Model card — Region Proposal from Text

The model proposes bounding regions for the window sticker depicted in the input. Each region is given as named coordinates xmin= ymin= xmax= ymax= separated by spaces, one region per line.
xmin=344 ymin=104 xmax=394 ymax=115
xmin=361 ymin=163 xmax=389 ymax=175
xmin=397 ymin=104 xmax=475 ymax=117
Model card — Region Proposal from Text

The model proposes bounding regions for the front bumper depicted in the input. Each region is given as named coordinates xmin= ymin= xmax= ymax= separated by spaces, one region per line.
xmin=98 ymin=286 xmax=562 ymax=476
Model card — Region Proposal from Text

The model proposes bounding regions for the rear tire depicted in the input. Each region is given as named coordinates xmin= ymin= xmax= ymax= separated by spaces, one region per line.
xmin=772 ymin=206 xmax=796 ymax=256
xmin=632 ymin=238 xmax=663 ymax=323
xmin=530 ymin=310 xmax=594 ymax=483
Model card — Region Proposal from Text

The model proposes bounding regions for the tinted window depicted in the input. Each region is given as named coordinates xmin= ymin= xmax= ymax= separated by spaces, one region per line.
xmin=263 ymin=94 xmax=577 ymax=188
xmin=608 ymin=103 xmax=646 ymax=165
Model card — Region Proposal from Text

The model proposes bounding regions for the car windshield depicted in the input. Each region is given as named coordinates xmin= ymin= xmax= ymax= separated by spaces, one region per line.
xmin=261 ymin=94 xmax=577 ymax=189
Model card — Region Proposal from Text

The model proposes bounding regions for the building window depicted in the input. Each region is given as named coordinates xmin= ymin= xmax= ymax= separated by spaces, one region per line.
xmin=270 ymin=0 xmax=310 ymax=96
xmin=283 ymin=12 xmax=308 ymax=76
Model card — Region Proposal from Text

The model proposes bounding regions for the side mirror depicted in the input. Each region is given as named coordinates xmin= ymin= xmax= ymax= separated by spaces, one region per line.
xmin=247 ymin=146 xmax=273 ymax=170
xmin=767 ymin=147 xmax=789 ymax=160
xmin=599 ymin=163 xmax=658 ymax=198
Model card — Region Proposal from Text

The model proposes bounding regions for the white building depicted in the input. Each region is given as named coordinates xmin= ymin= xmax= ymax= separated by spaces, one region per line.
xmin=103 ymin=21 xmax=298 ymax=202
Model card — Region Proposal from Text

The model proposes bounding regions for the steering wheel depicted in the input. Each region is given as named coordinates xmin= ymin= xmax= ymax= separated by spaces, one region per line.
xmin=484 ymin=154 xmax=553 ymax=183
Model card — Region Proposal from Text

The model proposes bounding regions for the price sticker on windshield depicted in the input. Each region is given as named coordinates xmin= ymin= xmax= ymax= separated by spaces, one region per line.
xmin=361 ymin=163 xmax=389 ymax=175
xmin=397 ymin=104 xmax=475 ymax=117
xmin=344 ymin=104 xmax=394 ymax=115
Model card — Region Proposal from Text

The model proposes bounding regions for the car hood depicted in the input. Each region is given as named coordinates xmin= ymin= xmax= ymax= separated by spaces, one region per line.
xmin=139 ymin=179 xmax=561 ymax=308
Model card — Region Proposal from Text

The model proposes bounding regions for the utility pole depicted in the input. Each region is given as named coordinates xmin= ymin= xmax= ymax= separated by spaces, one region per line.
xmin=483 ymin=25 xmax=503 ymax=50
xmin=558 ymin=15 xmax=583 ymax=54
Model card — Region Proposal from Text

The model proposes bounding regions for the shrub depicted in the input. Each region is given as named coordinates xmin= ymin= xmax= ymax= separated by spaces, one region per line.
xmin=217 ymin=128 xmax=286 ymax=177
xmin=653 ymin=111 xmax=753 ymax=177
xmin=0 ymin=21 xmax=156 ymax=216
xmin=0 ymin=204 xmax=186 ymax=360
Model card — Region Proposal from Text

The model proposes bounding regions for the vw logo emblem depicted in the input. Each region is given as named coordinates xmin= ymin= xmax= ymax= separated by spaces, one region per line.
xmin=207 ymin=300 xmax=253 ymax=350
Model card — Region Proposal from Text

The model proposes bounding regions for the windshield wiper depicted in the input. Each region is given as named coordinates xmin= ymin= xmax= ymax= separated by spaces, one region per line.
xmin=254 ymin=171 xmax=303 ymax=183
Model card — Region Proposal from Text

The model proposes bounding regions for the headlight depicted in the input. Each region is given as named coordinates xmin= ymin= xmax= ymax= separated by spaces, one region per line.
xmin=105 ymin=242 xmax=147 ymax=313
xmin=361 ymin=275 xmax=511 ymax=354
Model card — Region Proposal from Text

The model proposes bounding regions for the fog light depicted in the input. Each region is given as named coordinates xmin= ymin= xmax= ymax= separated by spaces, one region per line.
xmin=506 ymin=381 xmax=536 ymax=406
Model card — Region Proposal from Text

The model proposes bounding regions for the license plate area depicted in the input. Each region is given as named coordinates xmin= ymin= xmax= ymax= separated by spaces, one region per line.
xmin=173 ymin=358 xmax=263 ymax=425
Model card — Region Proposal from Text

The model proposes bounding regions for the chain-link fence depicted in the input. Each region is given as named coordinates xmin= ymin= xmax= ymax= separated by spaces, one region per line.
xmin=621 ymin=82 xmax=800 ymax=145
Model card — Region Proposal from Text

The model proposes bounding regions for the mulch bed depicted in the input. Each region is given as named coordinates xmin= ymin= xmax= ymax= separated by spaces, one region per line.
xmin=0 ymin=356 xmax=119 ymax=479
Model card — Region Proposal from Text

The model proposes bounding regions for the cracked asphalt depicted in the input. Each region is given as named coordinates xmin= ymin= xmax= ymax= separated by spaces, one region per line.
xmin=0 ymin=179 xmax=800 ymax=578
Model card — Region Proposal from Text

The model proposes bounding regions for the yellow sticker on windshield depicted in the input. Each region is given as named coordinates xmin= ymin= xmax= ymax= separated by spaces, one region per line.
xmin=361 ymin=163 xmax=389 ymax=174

□ □ □ □ □ □ □

**Given problem**:
Recast the rows as a numbered list, running from the start of the rows through the line containing "xmin=283 ymin=12 xmax=308 ymax=76", with each line as its own item and blank lines left out.

**Completed task**:
1. Model card — Region Proposal from Text
2. The model proposes bounding regions for the window sticker depicted in the input. Each region is given as named coordinates xmin= ymin= xmax= ymax= separated by spaces, one region per line.
3. xmin=344 ymin=104 xmax=394 ymax=115
4. xmin=361 ymin=163 xmax=389 ymax=175
5. xmin=397 ymin=104 xmax=475 ymax=117
6. Model card — Region Proposal from Text
7. The model proposes bounding regions for the front bumper depicted in the input. Each region is given as named coordinates xmin= ymin= xmax= ymax= separated by spaces, one region per line.
8. xmin=98 ymin=286 xmax=562 ymax=476
9. Model card — Region Proposal from Text
10. The model proposes bounding regions for the rear tire depicted in the input. Each region is given as named coordinates xmin= ymin= xmax= ymax= separated by spaces, one region per line.
11. xmin=772 ymin=206 xmax=796 ymax=256
12. xmin=632 ymin=238 xmax=663 ymax=323
13. xmin=530 ymin=310 xmax=594 ymax=483
14. Model card — Region Proposal from Text
15. The model proposes bounding regions for the tinted window depicted in the input. Each region is given as named coordinates xmin= ymin= xmax= ymax= separated by spaces, one region per line.
16. xmin=263 ymin=94 xmax=577 ymax=188
17. xmin=608 ymin=103 xmax=646 ymax=165
18. Model card — Region Proposal from Text
19. The model proposes bounding regions for the car windshield depicted in the input. Each region is given as named coordinates xmin= ymin= xmax= ymax= separated by spaces, one region per line.
20. xmin=261 ymin=94 xmax=577 ymax=189
21. Model card — Region Proposal from Text
22. The model proposes bounding regions for the building window depicted in the input. Each region is given as named coordinates xmin= ymin= xmax= ymax= separated by spaces, one region per line.
23. xmin=270 ymin=0 xmax=310 ymax=96
24. xmin=283 ymin=12 xmax=308 ymax=76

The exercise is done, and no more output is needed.